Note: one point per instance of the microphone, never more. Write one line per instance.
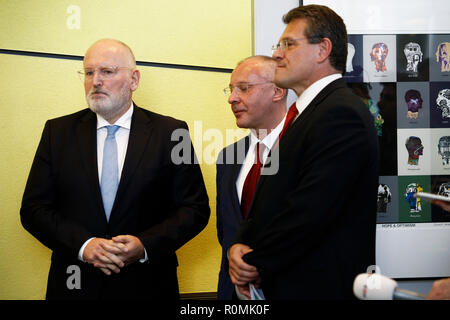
(374, 286)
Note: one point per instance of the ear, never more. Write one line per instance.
(280, 93)
(135, 77)
(325, 47)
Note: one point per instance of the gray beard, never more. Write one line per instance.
(109, 107)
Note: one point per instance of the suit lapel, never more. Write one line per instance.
(236, 169)
(336, 84)
(86, 135)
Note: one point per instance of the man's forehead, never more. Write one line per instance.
(107, 53)
(246, 73)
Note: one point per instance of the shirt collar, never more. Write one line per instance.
(270, 139)
(313, 90)
(124, 121)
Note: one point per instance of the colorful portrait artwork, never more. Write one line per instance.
(378, 56)
(443, 56)
(384, 197)
(444, 149)
(413, 202)
(413, 54)
(350, 55)
(415, 149)
(414, 101)
(443, 103)
(444, 189)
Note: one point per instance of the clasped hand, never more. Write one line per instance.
(112, 255)
(241, 273)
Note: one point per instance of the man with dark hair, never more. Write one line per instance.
(259, 105)
(311, 227)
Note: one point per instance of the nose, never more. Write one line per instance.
(234, 97)
(97, 79)
(277, 54)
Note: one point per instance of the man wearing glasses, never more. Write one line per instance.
(259, 105)
(311, 228)
(104, 194)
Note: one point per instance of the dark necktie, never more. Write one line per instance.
(292, 113)
(251, 180)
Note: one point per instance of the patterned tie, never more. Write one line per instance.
(250, 181)
(110, 172)
(292, 113)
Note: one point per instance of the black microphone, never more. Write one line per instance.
(374, 286)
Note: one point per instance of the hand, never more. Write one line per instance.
(245, 291)
(240, 272)
(131, 249)
(440, 290)
(102, 253)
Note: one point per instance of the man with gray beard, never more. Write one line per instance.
(105, 195)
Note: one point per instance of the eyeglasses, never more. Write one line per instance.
(286, 44)
(104, 72)
(242, 88)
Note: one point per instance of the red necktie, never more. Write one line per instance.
(250, 181)
(292, 113)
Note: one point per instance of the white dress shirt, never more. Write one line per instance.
(313, 90)
(122, 135)
(249, 160)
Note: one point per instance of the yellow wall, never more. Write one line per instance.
(33, 89)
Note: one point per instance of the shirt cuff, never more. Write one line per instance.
(81, 252)
(145, 259)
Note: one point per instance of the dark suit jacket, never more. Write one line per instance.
(229, 214)
(312, 225)
(162, 203)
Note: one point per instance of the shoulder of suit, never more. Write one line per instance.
(234, 145)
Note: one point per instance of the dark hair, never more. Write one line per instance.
(322, 22)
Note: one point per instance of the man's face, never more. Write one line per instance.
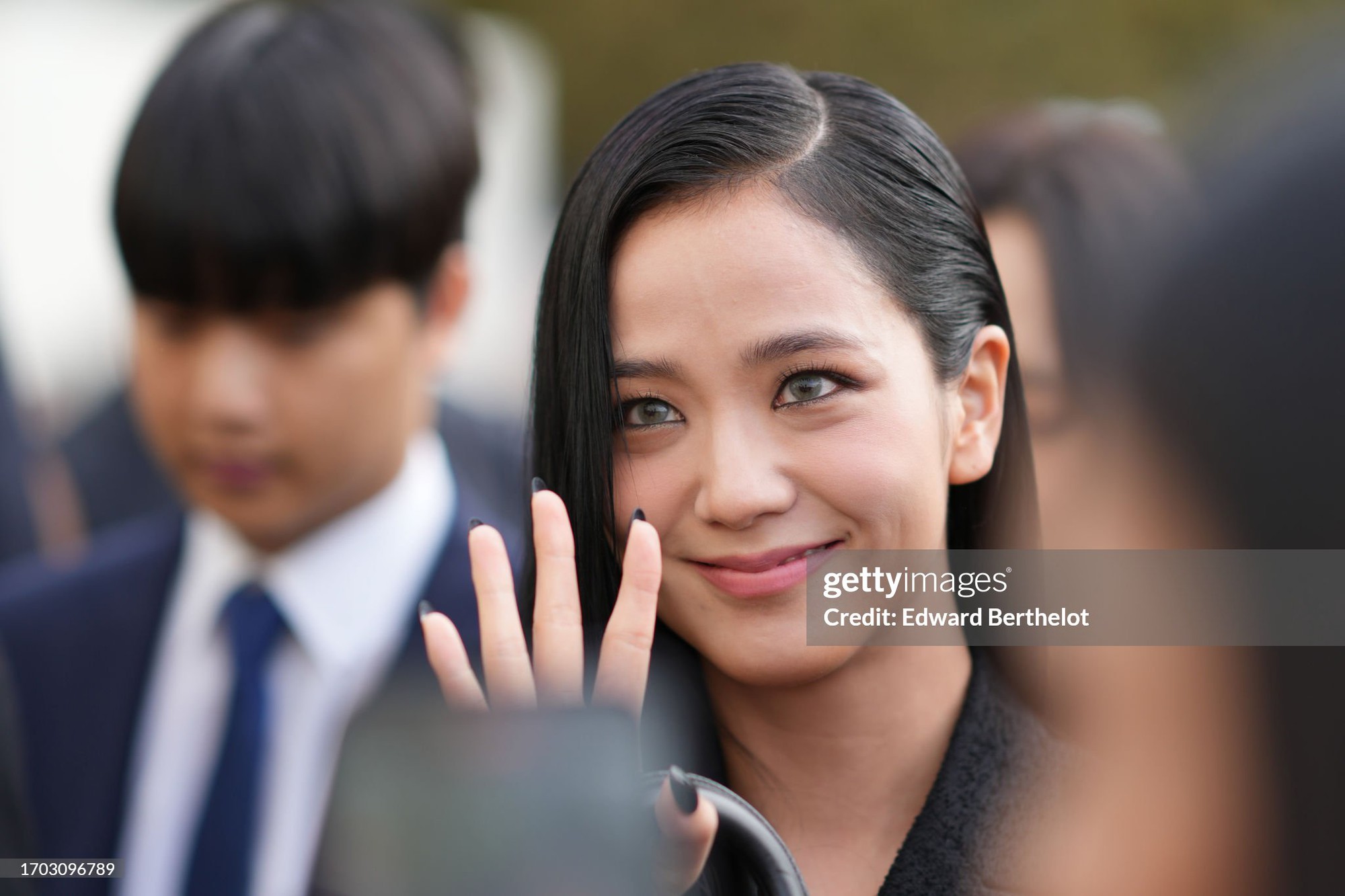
(282, 420)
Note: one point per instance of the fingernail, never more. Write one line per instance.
(684, 791)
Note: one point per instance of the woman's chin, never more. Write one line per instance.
(754, 666)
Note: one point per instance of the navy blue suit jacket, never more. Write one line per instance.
(81, 643)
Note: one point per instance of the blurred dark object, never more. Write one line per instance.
(475, 805)
(1238, 366)
(15, 837)
(17, 525)
(118, 478)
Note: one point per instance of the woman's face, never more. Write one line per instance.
(777, 401)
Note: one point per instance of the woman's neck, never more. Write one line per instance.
(843, 766)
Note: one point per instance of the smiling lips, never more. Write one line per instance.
(762, 575)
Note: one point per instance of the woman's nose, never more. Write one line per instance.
(229, 381)
(742, 477)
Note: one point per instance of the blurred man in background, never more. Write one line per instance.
(290, 210)
(17, 530)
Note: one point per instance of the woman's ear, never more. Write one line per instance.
(981, 396)
(445, 303)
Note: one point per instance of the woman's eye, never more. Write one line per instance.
(805, 386)
(650, 412)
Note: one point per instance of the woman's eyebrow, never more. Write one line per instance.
(646, 369)
(792, 343)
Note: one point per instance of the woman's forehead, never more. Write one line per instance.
(748, 260)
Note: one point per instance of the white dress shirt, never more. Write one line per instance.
(348, 594)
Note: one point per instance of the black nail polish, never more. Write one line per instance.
(684, 791)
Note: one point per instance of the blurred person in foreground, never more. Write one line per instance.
(1222, 766)
(290, 210)
(1078, 200)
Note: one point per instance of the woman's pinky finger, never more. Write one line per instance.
(449, 658)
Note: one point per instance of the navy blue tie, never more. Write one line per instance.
(221, 861)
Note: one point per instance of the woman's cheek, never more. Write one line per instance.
(888, 479)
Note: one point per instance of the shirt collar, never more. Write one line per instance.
(349, 589)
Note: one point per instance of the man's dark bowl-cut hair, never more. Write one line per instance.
(294, 154)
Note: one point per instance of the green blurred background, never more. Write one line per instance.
(952, 63)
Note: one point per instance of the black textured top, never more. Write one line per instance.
(999, 756)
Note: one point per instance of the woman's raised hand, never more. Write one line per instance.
(555, 674)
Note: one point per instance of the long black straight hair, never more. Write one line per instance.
(844, 154)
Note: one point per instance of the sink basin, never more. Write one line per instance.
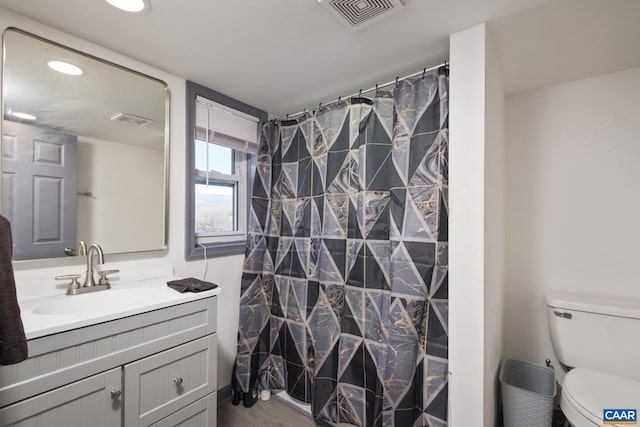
(99, 302)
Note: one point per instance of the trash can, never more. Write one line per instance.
(528, 392)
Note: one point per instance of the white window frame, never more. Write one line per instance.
(224, 243)
(239, 180)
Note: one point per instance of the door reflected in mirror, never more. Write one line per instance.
(84, 151)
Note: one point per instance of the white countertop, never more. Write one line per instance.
(46, 315)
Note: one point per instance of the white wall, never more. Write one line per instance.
(224, 271)
(125, 181)
(573, 206)
(494, 232)
(476, 228)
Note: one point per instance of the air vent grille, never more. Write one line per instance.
(356, 14)
(131, 119)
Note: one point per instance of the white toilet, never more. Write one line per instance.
(598, 339)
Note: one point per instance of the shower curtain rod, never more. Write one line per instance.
(360, 92)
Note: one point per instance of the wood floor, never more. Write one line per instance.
(270, 413)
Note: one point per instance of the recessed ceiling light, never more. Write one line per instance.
(134, 6)
(23, 116)
(65, 68)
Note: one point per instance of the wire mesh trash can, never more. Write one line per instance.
(528, 392)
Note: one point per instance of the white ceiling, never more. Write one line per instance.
(278, 55)
(566, 40)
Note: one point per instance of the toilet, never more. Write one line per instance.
(597, 338)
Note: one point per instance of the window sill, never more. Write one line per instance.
(216, 250)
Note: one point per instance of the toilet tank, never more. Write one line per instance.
(601, 333)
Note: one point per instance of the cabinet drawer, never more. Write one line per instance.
(159, 385)
(89, 402)
(56, 360)
(202, 413)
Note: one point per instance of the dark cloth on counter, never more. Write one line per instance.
(191, 284)
(13, 342)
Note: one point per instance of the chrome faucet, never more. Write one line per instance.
(88, 280)
(89, 284)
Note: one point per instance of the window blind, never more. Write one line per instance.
(223, 125)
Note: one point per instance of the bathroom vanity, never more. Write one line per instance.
(139, 354)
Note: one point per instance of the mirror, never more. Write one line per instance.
(84, 152)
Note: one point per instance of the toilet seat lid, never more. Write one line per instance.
(590, 392)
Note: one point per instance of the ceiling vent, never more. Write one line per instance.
(131, 119)
(357, 14)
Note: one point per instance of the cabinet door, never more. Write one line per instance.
(162, 384)
(88, 402)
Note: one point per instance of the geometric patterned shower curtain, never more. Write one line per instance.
(344, 294)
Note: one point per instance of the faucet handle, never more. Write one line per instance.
(103, 280)
(74, 280)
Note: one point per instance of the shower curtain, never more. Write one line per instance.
(344, 293)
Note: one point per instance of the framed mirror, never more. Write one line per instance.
(84, 152)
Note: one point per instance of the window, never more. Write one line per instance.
(223, 137)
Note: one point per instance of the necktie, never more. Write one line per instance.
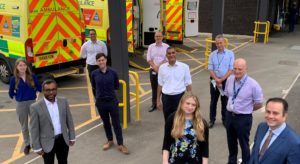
(265, 145)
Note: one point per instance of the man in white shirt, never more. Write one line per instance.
(174, 79)
(90, 49)
(52, 128)
(156, 55)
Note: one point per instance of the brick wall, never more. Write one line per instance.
(239, 16)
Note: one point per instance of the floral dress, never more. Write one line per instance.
(185, 147)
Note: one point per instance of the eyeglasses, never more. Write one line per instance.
(50, 90)
(173, 52)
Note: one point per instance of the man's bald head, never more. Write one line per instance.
(240, 68)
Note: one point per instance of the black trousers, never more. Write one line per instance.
(214, 97)
(90, 69)
(170, 104)
(154, 84)
(238, 128)
(109, 109)
(60, 149)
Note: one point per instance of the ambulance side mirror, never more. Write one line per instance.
(65, 42)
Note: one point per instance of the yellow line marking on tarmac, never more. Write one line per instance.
(193, 58)
(7, 110)
(87, 122)
(20, 155)
(194, 41)
(71, 88)
(18, 146)
(9, 136)
(90, 94)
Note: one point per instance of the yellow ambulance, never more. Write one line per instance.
(47, 33)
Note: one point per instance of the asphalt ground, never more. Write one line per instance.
(274, 65)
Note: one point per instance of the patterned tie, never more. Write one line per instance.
(265, 145)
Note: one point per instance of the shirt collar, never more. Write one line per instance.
(278, 130)
(50, 103)
(176, 64)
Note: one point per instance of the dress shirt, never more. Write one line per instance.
(221, 62)
(174, 79)
(105, 84)
(54, 114)
(250, 94)
(276, 132)
(89, 51)
(157, 53)
(24, 92)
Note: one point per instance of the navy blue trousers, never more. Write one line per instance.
(170, 104)
(238, 128)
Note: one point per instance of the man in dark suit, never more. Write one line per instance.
(275, 141)
(52, 128)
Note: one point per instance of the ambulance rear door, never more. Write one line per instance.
(55, 29)
(151, 20)
(191, 17)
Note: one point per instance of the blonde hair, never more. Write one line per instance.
(28, 74)
(179, 119)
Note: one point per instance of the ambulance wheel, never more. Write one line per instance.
(4, 72)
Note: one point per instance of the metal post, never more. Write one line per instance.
(118, 46)
(262, 16)
(218, 17)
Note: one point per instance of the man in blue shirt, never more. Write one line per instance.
(220, 66)
(105, 81)
(275, 141)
+===+
* **What to produce**: Could you write out, exactly, each line of the data above from the one containing "Note: one point per instance of the navy blue trousers, never" through the last, including both?

* **Solution for this task**:
Note: one point per instance of the navy blue trousers, never more. Write one line per instance.
(170, 104)
(238, 128)
Note: one point per instance of the man in dark suit, never more. Write one line per instance.
(275, 141)
(52, 128)
Note: one point per instance of the ambulance rear door, never more. Write one line per instance.
(55, 29)
(151, 20)
(191, 17)
Note: one point per instance of the blonde hair, never more. Write one line per instance.
(28, 74)
(179, 119)
Note: one point per instance of the ambulance wheel, never more. Write one line per instance.
(4, 72)
Note: one point per instance of the metal post, never more. Write one line per instance.
(118, 46)
(262, 16)
(218, 17)
Note: one point per instance of the man in blue shirt, never more. Write one line per instance.
(220, 66)
(105, 81)
(275, 141)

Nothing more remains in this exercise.